Recorded data >>
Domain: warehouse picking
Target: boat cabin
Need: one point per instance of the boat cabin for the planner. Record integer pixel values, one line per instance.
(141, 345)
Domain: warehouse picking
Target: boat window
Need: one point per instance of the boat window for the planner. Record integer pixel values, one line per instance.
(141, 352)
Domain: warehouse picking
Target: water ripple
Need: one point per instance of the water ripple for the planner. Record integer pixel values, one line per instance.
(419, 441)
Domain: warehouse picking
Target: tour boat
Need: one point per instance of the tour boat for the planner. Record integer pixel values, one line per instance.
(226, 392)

* * *

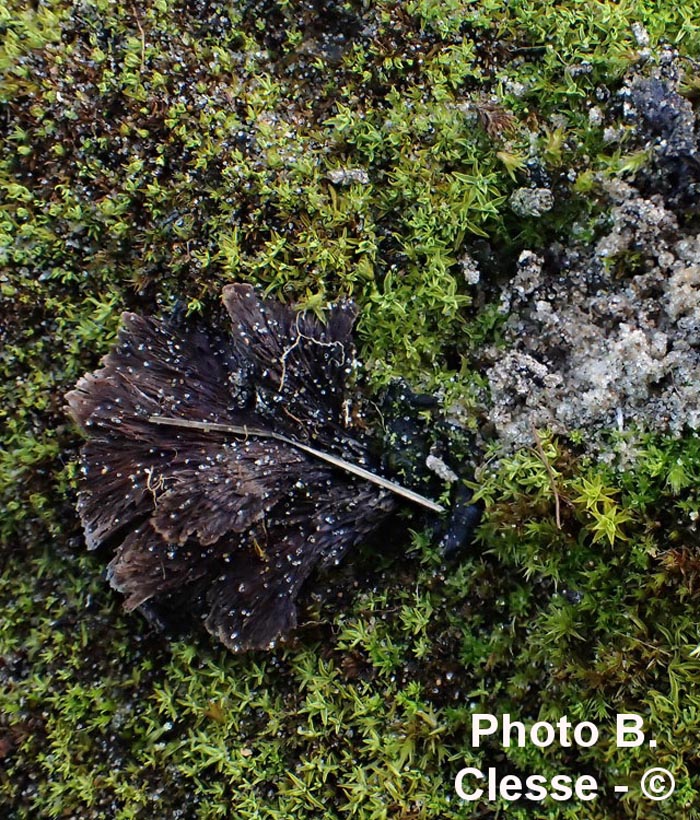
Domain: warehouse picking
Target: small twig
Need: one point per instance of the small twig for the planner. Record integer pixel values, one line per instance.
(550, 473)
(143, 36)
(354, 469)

Exercise aim >> Pick out each line of the data above that contains the string "ripple", treating uppercase and lowercase letters as distinct.

Solved problem >>
Target: water ripple
Need: one point per instance of the water ripple for the planner. Record integer pixel values, one line per instance.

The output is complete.